- **Task objective**
Whenever a line in the data holds the string "target", copy that line.

- **Records from a collection**
────

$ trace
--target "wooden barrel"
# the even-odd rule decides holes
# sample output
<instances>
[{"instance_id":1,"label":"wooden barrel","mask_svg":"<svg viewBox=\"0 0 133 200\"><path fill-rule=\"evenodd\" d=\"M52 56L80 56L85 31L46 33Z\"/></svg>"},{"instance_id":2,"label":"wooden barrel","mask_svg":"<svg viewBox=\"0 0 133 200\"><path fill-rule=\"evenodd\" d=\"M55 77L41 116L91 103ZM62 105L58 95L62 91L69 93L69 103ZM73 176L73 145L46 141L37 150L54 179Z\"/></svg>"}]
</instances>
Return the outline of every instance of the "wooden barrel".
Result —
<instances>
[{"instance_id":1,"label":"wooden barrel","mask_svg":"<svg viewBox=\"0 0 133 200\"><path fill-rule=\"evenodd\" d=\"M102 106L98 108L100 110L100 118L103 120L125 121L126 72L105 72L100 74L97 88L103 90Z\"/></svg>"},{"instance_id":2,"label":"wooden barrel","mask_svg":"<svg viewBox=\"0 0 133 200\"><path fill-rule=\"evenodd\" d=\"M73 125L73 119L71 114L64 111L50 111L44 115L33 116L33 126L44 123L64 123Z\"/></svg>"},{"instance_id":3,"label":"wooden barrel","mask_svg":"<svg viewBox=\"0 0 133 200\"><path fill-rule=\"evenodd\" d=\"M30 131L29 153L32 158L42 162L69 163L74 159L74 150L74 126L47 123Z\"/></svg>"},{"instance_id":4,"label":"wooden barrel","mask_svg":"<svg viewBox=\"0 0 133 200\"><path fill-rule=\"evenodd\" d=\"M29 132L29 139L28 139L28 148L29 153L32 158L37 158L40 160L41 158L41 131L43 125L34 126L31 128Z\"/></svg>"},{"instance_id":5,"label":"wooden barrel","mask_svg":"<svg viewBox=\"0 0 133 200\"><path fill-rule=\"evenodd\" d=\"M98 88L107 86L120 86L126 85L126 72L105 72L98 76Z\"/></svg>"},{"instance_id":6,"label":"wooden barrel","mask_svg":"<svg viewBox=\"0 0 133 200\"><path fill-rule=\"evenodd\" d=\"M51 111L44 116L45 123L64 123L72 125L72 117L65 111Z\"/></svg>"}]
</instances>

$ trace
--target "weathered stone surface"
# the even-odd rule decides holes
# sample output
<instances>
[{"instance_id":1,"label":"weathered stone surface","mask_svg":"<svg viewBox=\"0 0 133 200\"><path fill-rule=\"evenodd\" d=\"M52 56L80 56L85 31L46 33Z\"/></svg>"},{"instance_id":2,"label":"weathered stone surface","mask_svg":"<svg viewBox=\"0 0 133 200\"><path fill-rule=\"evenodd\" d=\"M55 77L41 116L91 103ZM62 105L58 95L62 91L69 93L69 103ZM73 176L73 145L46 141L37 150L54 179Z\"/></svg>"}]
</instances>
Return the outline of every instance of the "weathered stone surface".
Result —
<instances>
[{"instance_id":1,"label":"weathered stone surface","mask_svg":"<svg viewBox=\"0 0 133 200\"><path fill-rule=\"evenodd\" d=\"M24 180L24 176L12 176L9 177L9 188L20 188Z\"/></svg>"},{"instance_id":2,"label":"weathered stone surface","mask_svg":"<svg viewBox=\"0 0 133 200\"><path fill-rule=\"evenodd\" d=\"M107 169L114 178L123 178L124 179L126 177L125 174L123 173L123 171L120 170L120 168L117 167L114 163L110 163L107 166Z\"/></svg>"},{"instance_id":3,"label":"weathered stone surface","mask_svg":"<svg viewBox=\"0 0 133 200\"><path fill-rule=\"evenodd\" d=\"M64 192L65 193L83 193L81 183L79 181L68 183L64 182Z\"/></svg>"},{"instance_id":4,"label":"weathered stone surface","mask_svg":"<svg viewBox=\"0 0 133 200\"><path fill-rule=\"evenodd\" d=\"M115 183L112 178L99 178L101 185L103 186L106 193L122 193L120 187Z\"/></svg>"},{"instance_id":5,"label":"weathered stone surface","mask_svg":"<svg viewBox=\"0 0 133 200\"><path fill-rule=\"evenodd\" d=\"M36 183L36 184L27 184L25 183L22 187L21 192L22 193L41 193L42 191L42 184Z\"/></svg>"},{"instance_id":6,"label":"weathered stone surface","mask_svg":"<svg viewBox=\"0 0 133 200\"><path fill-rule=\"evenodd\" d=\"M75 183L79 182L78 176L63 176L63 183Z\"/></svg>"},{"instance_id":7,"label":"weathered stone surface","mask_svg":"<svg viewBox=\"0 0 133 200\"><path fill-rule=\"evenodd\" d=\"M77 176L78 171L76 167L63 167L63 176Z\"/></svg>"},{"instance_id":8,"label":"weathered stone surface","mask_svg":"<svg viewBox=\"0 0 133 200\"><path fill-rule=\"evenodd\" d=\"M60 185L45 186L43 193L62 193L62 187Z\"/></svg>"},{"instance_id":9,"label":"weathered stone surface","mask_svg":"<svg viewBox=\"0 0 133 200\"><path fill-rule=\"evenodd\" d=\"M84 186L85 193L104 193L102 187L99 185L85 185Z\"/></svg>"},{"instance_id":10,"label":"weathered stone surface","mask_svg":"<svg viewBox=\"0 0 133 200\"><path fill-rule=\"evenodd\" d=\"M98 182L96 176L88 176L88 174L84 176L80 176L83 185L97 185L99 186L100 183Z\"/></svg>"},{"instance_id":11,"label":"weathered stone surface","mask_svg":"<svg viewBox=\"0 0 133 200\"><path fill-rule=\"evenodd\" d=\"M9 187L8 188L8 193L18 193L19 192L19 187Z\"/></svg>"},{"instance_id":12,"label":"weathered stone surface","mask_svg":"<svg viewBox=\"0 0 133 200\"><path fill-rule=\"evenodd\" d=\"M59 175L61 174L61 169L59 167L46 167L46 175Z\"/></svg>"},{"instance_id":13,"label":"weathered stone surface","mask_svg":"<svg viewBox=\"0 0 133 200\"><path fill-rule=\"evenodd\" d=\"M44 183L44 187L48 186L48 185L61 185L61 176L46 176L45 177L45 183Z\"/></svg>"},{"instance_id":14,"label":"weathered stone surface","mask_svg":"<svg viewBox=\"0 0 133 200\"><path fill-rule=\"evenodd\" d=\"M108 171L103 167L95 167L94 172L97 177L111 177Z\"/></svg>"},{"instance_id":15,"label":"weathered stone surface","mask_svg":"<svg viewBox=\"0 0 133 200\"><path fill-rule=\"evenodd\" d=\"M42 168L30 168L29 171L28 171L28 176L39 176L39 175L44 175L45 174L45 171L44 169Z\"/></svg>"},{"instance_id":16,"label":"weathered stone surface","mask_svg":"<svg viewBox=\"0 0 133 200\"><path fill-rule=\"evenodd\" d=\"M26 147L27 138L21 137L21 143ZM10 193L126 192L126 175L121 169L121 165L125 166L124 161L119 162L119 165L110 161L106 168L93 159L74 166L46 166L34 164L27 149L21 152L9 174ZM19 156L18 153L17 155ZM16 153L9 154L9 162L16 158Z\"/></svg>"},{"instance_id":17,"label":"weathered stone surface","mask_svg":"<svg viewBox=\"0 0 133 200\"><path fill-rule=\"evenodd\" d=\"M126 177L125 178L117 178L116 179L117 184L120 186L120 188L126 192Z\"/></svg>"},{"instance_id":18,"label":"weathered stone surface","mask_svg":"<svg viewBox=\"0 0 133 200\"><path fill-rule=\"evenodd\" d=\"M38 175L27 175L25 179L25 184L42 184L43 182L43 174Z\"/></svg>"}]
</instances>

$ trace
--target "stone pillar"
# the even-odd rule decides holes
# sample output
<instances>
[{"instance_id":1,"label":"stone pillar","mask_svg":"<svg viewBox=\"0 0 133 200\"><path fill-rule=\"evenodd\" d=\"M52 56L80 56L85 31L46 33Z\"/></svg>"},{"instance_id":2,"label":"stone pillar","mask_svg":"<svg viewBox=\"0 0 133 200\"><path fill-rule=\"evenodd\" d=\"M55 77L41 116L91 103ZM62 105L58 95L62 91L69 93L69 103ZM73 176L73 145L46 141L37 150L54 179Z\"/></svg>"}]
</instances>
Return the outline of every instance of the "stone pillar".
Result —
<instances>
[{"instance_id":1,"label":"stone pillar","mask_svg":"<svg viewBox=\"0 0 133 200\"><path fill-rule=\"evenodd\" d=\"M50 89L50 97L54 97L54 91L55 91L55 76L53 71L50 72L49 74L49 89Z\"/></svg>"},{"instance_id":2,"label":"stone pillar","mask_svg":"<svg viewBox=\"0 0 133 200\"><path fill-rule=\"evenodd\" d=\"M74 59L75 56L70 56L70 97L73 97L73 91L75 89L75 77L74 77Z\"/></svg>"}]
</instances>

────

- **Output below**
--target "wooden barrel"
--target "weathered stone surface"
--target "stone pillar"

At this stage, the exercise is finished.